> _Problem to solve_
The task requires restating, word for word, the lines of the entries below from the one containing "Could you put a marker on each instance of the limestone" through the final one, both included.
::: Data listing
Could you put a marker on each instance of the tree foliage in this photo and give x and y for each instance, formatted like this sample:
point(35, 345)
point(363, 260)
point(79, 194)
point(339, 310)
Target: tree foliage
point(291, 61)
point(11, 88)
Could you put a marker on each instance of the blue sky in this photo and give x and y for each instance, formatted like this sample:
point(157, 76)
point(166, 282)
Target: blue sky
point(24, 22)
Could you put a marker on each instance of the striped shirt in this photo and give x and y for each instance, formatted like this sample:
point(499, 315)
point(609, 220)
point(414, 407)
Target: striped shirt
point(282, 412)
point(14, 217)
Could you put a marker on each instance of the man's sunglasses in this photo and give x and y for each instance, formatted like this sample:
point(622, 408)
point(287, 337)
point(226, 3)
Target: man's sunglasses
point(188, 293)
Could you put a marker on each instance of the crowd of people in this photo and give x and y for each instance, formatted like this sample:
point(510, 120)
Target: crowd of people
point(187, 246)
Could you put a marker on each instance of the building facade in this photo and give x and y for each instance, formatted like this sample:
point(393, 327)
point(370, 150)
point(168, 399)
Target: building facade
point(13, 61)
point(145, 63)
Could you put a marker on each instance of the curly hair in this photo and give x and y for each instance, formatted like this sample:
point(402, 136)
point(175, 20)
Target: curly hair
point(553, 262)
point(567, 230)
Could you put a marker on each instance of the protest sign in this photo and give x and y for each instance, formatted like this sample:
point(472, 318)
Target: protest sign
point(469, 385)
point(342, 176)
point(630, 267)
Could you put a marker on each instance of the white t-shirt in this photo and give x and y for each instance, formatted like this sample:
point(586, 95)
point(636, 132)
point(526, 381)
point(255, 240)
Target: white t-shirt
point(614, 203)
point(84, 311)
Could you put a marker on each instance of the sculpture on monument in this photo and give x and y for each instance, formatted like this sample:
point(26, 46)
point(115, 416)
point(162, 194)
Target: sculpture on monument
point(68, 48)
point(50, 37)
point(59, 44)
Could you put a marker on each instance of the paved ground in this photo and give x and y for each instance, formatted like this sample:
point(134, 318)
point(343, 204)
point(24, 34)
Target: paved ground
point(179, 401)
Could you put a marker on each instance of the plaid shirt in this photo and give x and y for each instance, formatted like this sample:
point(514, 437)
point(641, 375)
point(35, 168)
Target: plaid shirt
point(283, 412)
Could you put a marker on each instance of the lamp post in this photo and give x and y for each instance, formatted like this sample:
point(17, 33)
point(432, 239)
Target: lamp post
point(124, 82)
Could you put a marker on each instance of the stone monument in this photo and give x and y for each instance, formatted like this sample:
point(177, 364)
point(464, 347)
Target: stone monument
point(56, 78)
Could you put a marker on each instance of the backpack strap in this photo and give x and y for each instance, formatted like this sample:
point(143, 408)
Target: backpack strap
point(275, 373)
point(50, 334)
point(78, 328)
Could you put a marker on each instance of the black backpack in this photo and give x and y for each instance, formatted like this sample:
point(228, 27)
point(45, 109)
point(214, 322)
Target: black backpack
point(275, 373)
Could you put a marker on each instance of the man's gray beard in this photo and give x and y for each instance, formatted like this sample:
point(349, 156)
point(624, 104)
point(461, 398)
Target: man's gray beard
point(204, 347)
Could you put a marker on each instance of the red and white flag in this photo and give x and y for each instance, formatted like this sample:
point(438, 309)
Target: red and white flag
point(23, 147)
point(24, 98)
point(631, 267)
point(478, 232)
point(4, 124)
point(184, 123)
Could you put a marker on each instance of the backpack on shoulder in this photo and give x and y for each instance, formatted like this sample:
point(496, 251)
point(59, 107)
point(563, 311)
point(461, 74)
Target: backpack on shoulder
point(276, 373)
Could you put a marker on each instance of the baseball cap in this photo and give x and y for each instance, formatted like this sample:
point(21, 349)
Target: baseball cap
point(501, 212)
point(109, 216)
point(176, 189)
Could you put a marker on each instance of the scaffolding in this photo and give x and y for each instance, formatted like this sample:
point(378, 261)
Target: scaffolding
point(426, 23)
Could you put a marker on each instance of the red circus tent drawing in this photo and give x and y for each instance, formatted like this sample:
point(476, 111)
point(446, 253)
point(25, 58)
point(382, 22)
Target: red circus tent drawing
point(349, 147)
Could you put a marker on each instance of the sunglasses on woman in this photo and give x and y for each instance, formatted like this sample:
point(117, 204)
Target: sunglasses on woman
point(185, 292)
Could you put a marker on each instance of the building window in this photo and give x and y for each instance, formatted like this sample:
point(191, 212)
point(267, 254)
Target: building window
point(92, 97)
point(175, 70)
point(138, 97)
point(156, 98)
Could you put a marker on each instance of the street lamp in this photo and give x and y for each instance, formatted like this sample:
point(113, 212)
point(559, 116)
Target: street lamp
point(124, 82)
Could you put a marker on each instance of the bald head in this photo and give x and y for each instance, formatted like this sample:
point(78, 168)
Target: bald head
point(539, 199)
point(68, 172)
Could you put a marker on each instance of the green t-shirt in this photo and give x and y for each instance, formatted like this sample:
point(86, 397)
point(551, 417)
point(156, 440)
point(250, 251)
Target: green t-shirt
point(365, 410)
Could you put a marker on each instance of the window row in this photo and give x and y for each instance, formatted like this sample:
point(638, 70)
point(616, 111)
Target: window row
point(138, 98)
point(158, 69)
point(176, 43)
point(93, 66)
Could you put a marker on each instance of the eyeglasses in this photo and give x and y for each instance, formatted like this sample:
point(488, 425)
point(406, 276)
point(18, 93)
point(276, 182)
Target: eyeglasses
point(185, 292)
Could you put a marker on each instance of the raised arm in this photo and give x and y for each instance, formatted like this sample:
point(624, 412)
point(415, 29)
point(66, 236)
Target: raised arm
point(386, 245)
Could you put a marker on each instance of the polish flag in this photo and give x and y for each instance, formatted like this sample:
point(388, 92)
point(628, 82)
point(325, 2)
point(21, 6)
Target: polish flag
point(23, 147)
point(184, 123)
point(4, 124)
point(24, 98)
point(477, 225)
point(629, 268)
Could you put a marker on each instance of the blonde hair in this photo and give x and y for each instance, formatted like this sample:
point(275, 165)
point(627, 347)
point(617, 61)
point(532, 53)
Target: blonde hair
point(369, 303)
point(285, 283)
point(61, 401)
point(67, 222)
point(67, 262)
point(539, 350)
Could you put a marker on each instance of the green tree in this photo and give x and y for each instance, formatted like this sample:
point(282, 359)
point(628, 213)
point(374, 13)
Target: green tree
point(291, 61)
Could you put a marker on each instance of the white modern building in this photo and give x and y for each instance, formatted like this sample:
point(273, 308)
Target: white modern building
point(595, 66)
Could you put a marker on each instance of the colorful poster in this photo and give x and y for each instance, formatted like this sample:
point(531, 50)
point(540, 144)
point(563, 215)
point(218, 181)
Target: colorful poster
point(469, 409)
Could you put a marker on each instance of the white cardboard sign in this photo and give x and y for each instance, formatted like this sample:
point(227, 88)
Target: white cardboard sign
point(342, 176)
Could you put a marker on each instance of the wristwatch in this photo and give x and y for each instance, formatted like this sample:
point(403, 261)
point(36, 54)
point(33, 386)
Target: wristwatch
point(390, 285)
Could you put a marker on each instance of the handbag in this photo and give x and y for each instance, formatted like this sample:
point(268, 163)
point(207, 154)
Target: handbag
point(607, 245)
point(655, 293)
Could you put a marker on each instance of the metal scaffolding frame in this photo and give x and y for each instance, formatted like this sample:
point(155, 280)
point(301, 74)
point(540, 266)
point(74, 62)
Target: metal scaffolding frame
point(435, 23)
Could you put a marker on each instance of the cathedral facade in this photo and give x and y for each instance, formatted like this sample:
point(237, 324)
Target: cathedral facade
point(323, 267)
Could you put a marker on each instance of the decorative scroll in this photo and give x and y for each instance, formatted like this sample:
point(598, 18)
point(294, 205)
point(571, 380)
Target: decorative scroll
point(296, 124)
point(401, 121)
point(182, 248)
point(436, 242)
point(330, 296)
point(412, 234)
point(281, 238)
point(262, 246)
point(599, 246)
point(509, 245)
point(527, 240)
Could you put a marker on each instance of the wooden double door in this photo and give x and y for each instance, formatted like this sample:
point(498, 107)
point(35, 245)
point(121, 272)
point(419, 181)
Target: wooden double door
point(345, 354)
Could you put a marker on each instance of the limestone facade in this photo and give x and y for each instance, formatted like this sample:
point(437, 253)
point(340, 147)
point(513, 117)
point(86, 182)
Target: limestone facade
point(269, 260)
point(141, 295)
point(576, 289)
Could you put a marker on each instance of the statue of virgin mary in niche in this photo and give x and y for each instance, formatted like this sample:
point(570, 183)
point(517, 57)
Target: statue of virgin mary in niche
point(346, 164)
::::::
> _Worked solution_
Could you put a marker on each instance of the limestone facade in this photo and give x and y for each instance, formatted like this sample:
point(437, 253)
point(340, 147)
point(513, 117)
point(86, 182)
Target: limestone facade
point(269, 260)
point(141, 295)
point(576, 289)
Could you put a marker on each instance of the statue of virgin mary in niche in this photo and give x and y for each instance, formatted like this sample:
point(570, 183)
point(517, 57)
Target: statue of virgin mary in niche
point(346, 164)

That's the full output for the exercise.